EXTRAIT:

───

Les robes de mariée Christian-Lacroix exposées dans la chapelle royale du château de Versailles ont jeté la consternation parmi les catholiques versaillais. Derrière le fait divers, on s'interroge: les lieux de culte en France sont-ils réellement à l'abri de profanations en tout genre ?
C'était à l'occasion de la Nuit blanche 2006, ces festivités inaugurées en 2002 par Bertrand Delanoë et son adjoint à la culture Christophe Girard, pour offrir au public, la nuit, le plaisir d'admirer des œuvres d'art contemporain au détour d'une rue ou dans un lieu prestigieux.
Le succès de la formule a provoqué une multitude d'initiatives, et l'ouverture de bâtiments peu accessibles à des artistes qui ont fait de la transgression la clé de leur inspiration.
Christian Lacroix, lui, est plutôt classique. Au pays de la haute-couture, ses créations sont de bon aloi. Le décalage, selon Christine Albanel, la présidente de l'établissement public du musée et du domaine national du château, consiste à exposer les robes dans la chapelle... On renoue ainsi avec la vocation du lieu : Versailles, temple et moteur de la création artistique de son temps. D'où l'indignation de fidèles versaillais qui ont multiplié les protestations (auprès du Château, de la mairie, de l'évêque) pour obtenir le retrait du projet. Devant le refus, et malgré l'intervention du maire de Versailles et de l'évêque, Mgr Aumonier, tous deux choqués mais impuissants, plusieurs dizaines de manifestants sont intervenus pacifiquement le 7 octobre pour dire leur réprobation. En dépit de quelques échauffourées (une gardienne victime d'une chute, aux dires de témoins directs), ils ont obtenu gain de cause, puisque l'accès à la chapelle a été fermé la nuit suivante.

───

Entrées d'un jeu d'annotations par points

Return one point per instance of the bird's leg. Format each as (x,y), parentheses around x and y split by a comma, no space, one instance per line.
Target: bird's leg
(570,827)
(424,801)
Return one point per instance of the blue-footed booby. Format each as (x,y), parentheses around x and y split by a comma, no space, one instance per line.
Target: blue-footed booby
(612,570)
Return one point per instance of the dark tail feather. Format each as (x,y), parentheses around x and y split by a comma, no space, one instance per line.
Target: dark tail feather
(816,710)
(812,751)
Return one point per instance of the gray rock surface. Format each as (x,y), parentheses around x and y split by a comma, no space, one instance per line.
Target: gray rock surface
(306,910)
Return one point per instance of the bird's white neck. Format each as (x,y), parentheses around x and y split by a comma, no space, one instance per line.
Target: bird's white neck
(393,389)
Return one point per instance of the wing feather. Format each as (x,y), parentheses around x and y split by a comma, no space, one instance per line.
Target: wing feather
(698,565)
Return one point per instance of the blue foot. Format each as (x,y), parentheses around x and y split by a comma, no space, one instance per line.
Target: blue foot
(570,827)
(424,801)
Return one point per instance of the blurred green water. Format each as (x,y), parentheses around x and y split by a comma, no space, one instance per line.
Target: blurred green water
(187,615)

───

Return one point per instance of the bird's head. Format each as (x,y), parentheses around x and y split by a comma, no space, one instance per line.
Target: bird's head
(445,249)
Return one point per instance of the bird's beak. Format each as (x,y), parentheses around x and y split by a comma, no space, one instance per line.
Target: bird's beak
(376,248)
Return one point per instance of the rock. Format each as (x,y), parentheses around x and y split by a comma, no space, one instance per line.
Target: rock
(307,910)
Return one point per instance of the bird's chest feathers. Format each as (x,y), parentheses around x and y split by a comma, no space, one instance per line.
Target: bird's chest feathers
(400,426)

───

TÂCHES ET EXERCICES:
**1)** Veuillez traduire en anglais cette phrase de l'extrait : « Christian Lacroix, lui, est plutôt classique. »
**2)** Repérez dans les enregistrements chaque ligne qui contient la chaîne « tail », en respectant la casse, puis recopiez ces lignes.
Les enregistrements n'ont aucun rapport avec l'extrait.

RÉPONSES AUX TÂCHES:
**1)** Christian Lacroix, for his part, is rather classical.

**2)**
Return one point per instance of the dark tail feather. Format each as (x,y), parentheses around x and y split by a comma, no space, one instance per line.
Target: dark tail feather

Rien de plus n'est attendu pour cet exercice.